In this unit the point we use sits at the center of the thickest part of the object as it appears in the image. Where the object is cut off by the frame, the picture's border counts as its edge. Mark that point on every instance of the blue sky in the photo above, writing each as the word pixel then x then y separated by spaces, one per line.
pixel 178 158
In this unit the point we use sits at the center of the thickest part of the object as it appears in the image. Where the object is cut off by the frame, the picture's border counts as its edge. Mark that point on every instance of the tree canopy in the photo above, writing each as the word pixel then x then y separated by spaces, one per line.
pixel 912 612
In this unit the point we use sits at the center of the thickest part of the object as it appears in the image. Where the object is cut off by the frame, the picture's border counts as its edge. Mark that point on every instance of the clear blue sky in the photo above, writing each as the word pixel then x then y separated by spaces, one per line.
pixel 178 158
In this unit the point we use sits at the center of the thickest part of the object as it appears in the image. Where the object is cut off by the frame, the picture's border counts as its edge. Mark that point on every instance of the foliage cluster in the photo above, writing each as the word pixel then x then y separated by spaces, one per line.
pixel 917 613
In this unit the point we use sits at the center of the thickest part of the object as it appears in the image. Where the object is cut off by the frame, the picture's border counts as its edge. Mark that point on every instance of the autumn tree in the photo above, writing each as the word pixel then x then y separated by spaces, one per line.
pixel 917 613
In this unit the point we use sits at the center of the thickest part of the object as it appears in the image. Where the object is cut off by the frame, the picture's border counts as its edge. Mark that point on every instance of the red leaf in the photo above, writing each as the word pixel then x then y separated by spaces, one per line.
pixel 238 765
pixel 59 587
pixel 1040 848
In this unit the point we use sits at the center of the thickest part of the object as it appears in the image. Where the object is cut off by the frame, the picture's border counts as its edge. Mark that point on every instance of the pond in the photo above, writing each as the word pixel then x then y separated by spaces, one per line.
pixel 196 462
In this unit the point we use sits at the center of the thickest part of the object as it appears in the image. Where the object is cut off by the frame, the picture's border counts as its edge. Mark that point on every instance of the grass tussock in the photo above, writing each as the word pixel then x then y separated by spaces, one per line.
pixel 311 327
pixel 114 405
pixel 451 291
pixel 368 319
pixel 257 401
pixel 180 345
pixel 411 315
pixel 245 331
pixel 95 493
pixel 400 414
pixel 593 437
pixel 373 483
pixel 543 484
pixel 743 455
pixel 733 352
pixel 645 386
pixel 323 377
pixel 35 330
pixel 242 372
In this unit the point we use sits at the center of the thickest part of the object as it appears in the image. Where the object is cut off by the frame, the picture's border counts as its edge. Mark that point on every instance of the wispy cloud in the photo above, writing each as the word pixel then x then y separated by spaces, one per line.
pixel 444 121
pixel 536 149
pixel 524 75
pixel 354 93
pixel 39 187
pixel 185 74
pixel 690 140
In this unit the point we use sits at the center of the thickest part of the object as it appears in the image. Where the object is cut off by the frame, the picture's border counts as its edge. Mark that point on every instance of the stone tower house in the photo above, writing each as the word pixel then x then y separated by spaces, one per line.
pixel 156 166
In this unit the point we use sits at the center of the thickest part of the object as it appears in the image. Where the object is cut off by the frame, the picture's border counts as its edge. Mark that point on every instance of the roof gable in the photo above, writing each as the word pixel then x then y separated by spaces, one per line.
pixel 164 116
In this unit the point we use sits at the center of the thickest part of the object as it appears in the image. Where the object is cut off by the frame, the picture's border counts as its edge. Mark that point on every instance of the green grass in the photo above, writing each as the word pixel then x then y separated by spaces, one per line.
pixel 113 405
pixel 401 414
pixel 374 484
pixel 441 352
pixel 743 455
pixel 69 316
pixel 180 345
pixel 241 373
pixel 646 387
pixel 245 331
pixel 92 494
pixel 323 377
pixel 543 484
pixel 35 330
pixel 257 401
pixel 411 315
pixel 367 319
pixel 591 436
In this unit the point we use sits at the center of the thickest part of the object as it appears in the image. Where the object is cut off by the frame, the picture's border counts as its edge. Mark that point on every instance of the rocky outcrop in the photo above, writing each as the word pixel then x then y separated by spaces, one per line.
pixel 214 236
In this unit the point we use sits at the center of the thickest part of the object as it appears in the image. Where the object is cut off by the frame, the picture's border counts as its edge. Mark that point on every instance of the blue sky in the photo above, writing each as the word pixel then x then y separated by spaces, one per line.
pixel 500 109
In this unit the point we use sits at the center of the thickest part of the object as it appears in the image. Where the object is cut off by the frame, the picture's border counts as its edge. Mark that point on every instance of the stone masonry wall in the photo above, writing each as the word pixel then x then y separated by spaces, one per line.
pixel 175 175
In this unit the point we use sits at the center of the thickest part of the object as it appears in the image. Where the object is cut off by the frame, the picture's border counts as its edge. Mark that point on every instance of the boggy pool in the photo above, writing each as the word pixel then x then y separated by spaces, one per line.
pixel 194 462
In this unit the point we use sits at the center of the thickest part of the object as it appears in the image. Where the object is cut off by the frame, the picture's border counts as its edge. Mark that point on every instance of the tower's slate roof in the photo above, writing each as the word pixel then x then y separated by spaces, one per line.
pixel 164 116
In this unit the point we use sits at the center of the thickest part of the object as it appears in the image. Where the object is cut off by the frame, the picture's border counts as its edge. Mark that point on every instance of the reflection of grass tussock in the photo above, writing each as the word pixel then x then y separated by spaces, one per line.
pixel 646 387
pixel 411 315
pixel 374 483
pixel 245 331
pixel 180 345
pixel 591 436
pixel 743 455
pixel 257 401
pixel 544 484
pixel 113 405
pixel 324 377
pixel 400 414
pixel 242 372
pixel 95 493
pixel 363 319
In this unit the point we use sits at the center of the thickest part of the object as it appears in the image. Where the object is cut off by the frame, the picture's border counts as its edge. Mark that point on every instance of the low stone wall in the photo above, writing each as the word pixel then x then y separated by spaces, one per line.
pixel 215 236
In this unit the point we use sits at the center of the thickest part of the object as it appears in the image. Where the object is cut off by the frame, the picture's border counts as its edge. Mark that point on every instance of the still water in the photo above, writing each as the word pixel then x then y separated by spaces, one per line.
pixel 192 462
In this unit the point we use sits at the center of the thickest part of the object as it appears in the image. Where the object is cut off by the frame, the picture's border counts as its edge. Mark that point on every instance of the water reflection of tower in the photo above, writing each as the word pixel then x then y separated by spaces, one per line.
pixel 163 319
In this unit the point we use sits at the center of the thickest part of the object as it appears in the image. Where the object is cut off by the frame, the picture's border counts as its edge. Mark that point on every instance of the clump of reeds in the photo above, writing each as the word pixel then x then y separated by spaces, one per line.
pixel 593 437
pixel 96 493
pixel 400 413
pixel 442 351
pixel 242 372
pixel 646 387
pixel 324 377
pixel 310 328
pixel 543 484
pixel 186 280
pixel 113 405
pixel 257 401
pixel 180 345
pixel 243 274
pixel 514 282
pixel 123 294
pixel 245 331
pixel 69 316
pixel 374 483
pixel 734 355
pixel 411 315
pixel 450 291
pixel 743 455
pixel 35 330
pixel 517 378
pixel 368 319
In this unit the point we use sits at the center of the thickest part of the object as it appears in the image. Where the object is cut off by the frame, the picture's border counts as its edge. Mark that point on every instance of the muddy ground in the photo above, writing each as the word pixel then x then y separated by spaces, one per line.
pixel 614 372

====

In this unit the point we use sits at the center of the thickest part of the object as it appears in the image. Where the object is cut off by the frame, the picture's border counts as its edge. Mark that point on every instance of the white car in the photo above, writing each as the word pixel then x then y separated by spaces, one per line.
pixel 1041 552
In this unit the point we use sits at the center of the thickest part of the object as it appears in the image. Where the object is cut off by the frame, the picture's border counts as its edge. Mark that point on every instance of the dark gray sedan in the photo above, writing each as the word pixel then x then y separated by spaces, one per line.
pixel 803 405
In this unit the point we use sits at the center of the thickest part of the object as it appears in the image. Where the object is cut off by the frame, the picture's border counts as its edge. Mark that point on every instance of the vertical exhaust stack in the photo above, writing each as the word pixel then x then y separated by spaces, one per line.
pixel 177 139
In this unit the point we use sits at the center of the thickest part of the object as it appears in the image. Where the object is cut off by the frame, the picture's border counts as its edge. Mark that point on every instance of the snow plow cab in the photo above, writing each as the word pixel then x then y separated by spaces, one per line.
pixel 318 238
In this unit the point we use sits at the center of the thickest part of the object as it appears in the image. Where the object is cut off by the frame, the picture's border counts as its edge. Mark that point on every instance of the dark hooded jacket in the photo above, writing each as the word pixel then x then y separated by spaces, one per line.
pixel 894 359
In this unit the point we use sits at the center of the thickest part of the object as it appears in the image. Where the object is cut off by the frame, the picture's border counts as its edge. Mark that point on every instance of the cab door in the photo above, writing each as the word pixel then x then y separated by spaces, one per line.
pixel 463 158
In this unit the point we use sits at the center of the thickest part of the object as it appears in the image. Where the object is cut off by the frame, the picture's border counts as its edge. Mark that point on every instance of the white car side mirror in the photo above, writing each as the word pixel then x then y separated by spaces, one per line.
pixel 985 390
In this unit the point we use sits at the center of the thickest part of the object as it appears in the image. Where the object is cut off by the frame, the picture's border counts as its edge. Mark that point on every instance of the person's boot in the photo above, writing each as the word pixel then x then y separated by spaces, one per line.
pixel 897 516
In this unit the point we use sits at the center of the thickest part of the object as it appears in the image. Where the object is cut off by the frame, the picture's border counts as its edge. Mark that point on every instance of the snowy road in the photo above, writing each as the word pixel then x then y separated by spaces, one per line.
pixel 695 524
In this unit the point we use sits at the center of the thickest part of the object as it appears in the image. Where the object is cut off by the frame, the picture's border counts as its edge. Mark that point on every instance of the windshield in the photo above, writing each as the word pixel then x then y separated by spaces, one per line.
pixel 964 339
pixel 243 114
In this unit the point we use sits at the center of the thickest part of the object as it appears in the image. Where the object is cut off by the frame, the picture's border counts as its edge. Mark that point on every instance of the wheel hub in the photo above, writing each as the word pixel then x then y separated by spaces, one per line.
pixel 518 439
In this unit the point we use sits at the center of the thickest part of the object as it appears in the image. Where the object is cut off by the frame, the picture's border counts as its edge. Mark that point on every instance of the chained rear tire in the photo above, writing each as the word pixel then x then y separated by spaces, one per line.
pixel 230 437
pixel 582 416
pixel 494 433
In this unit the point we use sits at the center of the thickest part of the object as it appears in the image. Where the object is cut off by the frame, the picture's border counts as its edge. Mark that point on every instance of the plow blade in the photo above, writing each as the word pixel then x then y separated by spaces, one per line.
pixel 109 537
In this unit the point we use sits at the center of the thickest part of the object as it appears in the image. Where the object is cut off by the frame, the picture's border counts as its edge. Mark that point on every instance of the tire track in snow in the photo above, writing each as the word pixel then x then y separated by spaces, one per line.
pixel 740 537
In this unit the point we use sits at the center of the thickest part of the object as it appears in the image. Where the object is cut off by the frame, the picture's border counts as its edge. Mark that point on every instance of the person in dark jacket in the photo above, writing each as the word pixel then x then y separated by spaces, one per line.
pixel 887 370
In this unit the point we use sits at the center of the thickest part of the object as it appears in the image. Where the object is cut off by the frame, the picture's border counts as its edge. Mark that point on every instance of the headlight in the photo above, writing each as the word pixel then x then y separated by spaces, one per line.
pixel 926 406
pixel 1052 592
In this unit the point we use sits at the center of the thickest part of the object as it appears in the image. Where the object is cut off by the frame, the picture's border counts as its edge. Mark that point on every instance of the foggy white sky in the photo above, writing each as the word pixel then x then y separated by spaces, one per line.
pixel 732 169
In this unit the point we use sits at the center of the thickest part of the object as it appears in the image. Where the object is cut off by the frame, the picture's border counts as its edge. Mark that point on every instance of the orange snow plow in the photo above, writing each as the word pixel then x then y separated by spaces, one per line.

====

* **OBJECTIVE**: Can you format the lines as a numbered list, starting at the line that contains "of the reflection" and stopping after the line that contains "pixel 544 484", with any blank lines left out?

* **RESULT**:
1. In this unit the point we use sits at the center of the thickest part of the object as it appears in the image. Where the object is cut off by the frame, the picture's border counts as its edge. Mark that point on every instance of the reflection of grass tussock in the photo above, writing each as the word pixel then x then y separated by spaces, one per line.
2. pixel 646 387
3. pixel 411 315
4. pixel 374 483
5. pixel 245 331
6. pixel 180 345
7. pixel 591 436
8. pixel 743 455
9. pixel 257 401
10. pixel 544 484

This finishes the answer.